Segment Start: Information provided
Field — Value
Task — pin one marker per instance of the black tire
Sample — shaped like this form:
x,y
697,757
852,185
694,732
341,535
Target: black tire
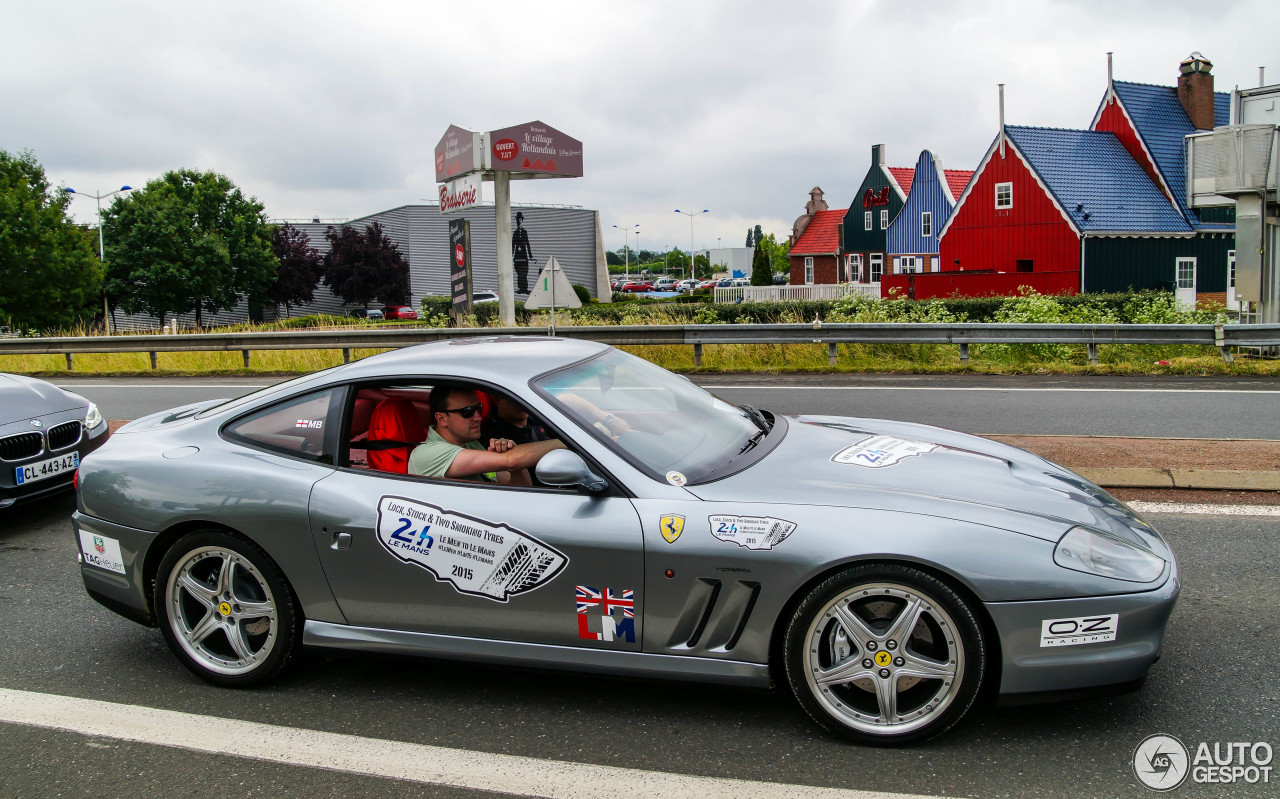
Segment End: Information provided
Aim of the task
Omit the images; transcribe the listing verbatim.

Exercise result
Field — Value
Task — pin one marker per instance of the black tire
Sample — shaped like this form:
x,y
697,757
852,185
694,732
341,535
Target: black tire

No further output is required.